• [AUFGABEN]
**a)** Schreiben Sie aus dem Textauszug über die österreichische Neutralität den Abschnitt wortgetreu ab, der mit „Ganz besonders traf“ beginnt und mit „Luftwaffe der Welt.“ endet.
**b)** An welchem Tag erklärte Österreich laut dem Textauszug über die österreichische Neutralität die „Immerwährende Neutralität nach dem Muster der Schweiz“?

• [VORLIEGENDER TEXTAUSZUG]
╭──

Ganz besonders traf dies für die Neutralen zu. Die Republik Österreich hatte, wie im Zuge der Staatsvertragsverhandlungen zugesagt, am 26. Oktober 1955 die „Immerwährende Neutralität nach dem Muster der Schweiz“ erklärt. Schweden und die Schweiz bauten nach dem Zweiten Weltkrieg starke Luftstreitkräfte auf, um ihr politisches Überleben als souveräne und neutrale Staaten zwischen den um ihre Abgrenzung ringenden Machtblöcken des Kalten Krieges zu gewährleisten. Die schwedische Luftwaffe war in den Fünfzigerjahren mit 55 Einsatzstaffeln kurzfristig die viertstärkste Luftwaffe der Welt.

Die Signatarstaaten -insbesondere die Sowjetunion des Staatsvertrages -dürften zu Recht erwarten, dass Österreich nun mit ähnlicher Konsequenz an die Wahrung seiner Neutralität herangehen würde . Allein Österreich stand zu diesem Zeitpunkt ohne jegliches Instrumentarium dar, welches eine auch nur demonstrative Wahrung der Lufthoheit ermöglicht hätte. Das sicherheitspolitische Risiko war dementsprechend hoch und die Erhaltung der erst kürzlich erlangten Souveränität stand auf tönernen Beinen, denn das Bundesheer war nicht in der Lage, die neutralitätspolitisch bedeutsame Kernkompetenz der Wahrung der Lufthoheit wahrzunehmen. Dies hatte außenpolitische Konsequenzen, die ebenso peinlich wie gefährlich waren.

Im Zuge der Suez-Krise 1956 und im Zuge der Libanon-Krise 1958 verletzten die Westmächte kontinuierlich mit Transportflugzeugen den österreichischen Luftraum.
Österreich verfügte weder über Mittel, um diese Luftraumverletzungen zu dokumentieren noch um darauf zu reagieren.

Die begreifliche und berechtigte politische Reaktion der Sowjetunion ließ nicht lange auf sich warten:

Der sowjetische Verteidigungsminister Malinowski zeigte anlässlich einer Rede in Österreich Verständnis dafür, dass die Alpenrepublik mangels geeigneter Ausrüstung nicht dazu in der Lage gewesen war, die amerikanischen Luftraumverletzungen zu verhindern und bot großzügig an, im Wiederholungsfall sowjetische Radaranlagen und Jagdflugzeuge nach Österreich zu entsenden.
Die nächste Äußerung seitens der Sowjetunion, 1958 durch Bulganin, war im Ton schon etwas schärfer gehalten.

╰──

Gespeicherte Dateneinträge
╭──

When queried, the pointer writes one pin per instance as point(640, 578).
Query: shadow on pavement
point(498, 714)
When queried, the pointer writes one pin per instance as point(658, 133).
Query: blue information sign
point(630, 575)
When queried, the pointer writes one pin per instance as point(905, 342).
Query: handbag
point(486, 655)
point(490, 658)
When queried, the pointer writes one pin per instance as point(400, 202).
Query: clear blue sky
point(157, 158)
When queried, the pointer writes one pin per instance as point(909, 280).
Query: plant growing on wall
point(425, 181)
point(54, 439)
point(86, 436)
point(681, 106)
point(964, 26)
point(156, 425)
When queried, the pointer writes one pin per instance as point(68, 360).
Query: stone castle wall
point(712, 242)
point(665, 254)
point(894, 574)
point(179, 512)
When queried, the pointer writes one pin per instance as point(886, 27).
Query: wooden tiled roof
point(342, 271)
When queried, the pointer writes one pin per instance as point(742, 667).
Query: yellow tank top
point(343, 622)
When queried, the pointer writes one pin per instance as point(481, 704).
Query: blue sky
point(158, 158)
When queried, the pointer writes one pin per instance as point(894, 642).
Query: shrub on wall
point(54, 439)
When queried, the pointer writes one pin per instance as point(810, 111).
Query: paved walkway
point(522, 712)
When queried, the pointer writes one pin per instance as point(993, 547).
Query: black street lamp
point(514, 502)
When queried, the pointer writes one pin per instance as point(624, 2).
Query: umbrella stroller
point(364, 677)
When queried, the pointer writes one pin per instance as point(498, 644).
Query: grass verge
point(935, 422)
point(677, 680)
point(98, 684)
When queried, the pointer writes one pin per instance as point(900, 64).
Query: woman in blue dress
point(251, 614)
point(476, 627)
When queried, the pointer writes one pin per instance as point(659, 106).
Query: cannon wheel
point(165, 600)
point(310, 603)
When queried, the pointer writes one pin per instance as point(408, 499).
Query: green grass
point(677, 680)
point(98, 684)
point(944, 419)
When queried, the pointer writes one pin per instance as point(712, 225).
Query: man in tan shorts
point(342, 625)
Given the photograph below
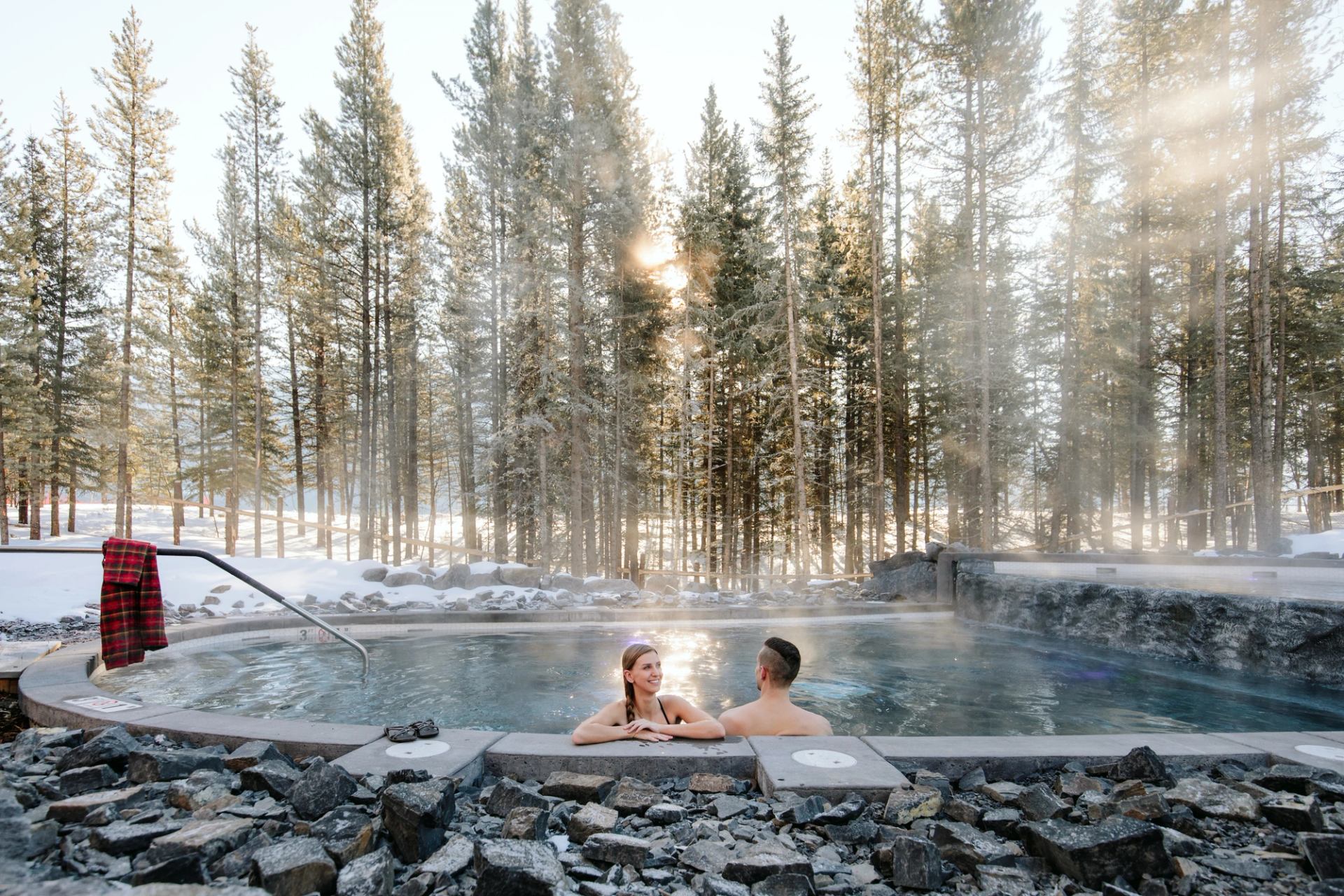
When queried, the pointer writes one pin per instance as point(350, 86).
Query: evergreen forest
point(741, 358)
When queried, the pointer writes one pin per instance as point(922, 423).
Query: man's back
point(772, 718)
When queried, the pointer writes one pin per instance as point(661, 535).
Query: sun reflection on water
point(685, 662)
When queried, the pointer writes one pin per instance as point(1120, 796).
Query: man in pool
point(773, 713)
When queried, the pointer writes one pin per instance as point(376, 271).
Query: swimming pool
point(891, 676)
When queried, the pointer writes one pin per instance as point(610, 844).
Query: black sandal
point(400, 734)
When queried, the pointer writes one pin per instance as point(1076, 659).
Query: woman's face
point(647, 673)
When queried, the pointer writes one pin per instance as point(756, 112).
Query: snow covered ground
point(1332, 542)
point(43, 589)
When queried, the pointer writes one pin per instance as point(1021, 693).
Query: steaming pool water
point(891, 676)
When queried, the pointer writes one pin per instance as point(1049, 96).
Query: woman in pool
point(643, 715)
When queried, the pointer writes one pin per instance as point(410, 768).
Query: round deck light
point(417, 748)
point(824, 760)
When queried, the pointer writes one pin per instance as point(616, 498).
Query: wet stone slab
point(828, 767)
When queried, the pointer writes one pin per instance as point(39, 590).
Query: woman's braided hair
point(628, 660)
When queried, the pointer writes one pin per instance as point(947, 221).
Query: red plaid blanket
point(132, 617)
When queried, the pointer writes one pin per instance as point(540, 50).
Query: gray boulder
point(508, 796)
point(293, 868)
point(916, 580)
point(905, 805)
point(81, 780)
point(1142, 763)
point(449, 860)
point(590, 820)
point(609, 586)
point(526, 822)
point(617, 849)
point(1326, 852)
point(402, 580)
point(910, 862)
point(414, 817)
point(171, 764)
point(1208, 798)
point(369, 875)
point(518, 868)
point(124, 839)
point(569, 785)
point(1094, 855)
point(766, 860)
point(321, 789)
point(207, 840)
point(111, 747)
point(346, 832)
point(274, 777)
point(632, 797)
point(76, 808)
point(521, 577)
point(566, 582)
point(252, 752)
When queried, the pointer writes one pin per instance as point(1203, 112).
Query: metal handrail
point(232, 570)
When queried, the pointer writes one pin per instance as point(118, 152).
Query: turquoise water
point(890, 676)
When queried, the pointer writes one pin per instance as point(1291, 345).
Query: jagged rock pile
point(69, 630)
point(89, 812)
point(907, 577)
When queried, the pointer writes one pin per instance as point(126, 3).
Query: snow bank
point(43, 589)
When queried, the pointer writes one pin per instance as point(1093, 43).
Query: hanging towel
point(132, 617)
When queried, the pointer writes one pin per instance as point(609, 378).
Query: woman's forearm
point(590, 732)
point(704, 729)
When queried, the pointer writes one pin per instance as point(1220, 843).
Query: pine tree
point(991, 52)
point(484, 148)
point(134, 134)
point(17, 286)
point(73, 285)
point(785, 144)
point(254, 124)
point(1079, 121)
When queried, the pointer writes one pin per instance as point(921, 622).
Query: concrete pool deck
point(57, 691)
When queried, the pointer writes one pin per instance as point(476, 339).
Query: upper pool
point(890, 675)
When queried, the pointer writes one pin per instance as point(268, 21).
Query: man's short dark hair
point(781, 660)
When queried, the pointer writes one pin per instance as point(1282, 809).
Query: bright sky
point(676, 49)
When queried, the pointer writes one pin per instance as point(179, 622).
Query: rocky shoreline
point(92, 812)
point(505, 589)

╰──

• [LÖSUNGEN]
**a)**
Ganz besonders traf dies für die Neutralen zu. Die Republik Österreich hatte, wie im Zuge der Staatsvertragsverhandlungen zugesagt, am 26. Oktober 1955 die „Immerwährende Neutralität nach dem Muster der Schweiz“ erklärt. Schweden und die Schweiz bauten nach dem Zweiten Weltkrieg starke Luftstreitkräfte auf, um ihr politisches Überleben als souveräne und neutrale Staaten zwischen den um ihre Abgrenzung ringenden Machtblöcken des Kalten Krieges zu gewährleisten. Die schwedische Luftwaffe war in den Fünfzigerjahren mit 55 Einsatzstaffeln kurzfristig die viertstärkste Luftwaffe der Welt.

**b)** Am 26. Oktober 1955.